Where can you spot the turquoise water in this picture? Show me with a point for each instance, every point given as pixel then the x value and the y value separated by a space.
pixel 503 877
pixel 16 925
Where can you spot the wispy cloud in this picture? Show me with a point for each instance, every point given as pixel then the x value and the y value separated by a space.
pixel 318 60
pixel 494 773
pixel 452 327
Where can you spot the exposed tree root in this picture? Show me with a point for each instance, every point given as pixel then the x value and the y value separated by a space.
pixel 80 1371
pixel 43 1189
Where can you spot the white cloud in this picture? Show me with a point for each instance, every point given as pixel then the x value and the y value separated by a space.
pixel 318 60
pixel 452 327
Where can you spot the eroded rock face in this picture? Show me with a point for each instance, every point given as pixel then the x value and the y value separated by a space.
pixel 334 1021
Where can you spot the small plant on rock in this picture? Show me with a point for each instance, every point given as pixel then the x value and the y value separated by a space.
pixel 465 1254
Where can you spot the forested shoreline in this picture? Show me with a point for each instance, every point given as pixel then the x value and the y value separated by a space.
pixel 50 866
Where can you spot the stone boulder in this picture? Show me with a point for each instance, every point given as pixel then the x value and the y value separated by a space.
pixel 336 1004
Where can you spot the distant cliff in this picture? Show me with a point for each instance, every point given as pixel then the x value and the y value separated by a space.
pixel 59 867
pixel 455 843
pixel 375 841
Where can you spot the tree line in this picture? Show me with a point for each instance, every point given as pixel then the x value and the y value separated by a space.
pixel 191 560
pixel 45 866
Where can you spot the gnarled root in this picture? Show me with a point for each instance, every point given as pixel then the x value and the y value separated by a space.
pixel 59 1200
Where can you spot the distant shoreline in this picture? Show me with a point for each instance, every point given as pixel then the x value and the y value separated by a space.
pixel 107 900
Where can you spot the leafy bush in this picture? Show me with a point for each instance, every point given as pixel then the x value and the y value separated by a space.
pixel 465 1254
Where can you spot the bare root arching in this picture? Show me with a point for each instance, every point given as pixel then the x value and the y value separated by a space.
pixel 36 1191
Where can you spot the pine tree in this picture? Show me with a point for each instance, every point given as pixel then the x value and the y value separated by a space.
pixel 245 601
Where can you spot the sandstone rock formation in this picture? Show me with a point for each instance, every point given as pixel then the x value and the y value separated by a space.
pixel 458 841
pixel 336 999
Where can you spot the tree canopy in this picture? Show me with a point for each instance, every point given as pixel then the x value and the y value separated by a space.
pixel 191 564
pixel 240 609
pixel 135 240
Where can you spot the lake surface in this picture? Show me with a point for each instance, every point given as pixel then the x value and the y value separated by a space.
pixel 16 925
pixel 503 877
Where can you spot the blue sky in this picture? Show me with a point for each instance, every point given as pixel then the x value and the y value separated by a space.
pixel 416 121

### Stated task
Please rewrite all of the records above with "every point" replaced by "each point", keeping everything else the same.

### The reply
Where can you spot the turquoise water in this picture? Show me with a point for each instance, each point given as pixel then the x value and the y value separated by a space.
pixel 503 877
pixel 16 925
Where can you spot the wispy cloud in this picture? Show me with a point for each instance, each point given as pixel then the x value and the y value separated by a space.
pixel 318 60
pixel 494 773
pixel 452 327
Where can you spot the exposed tree root in this picture? Show me with a point for each instance, each point given as pixel then the x value and the y value separated by a space.
pixel 80 1371
pixel 43 1189
Where can you spot the white cloud in this picture? Show me with a point for each instance, each point given as pixel then the x value and the y value separated by a space.
pixel 318 60
pixel 452 327
Where can you spot the eroded rock face in this picture? Show me with a point for each instance, each point given as pixel then the x value and the y value separated by a space.
pixel 334 1021
Where can you spot the small plant on rock in this picture? Show me with a point for each instance, each point given as pixel then the x value and the y value separated by a space.
pixel 465 1254
Where can you spot the forested shoreline in this picture? Show me with a point for each instance, each point given as pixel then the x value and the y value separated by a space.
pixel 50 866
Where can you spot the stone boulder in this picture? Show me with a point for each instance, each point given as pixel then the x value and the y value separated by a space.
pixel 336 1004
Where can you spot the distant cliff in this picture? Show me with a point for each instance, each point given as pixel then the x value and the y value separated by a space.
pixel 59 867
pixel 455 843
pixel 375 841
Where can you spot the tree line in this picture? Show me with a point for each instance, each point given as pixel then the x value and the y value separated by a space.
pixel 191 560
pixel 45 866
Where can you spot the gnarled root in this picture? Show me with a point for each instance, each point given as pixel then the x value and the y value separated by a space.
pixel 59 1200
Where can you spot the distant shoreline in this picture? Show me with a point for each instance, each point given as pixel then the x value and the y value separated by a space.
pixel 107 900
Where can you spot the leafy bush in this picture? Show me with a point for each instance, each point given as pixel then the x value and the y value separated by a space.
pixel 465 1254
Where can you spot the bare root arching in this picture? Show me with a point for each instance, each point given as pixel then the x value and the y value separated by a space.
pixel 36 1191
Where can you spot the pine tree in this picture? Show me with a point for each instance, each point given as pixel then the x value and the y value separated by a space.
pixel 245 601
Where can you spot the sandstone rock formation in this picture? Show me with a point for each instance, each point given as pixel then the x value and the y value separated by a space.
pixel 458 841
pixel 336 999
Where can you spot the tree canopy in this picture? Show me with a point for each instance, each point given as pixel then the x value and the y value separated by a space.
pixel 191 564
pixel 240 609
pixel 135 240
Where can you spot the lake surface in this picture? Show me with a point for each instance, each point given as pixel then the x value and the y value separated by a space.
pixel 16 925
pixel 503 877
Where can you spot the blue sky in this picture? Show me with a point for each instance, each point given as pixel then the x value and the y value separated by a space.
pixel 416 121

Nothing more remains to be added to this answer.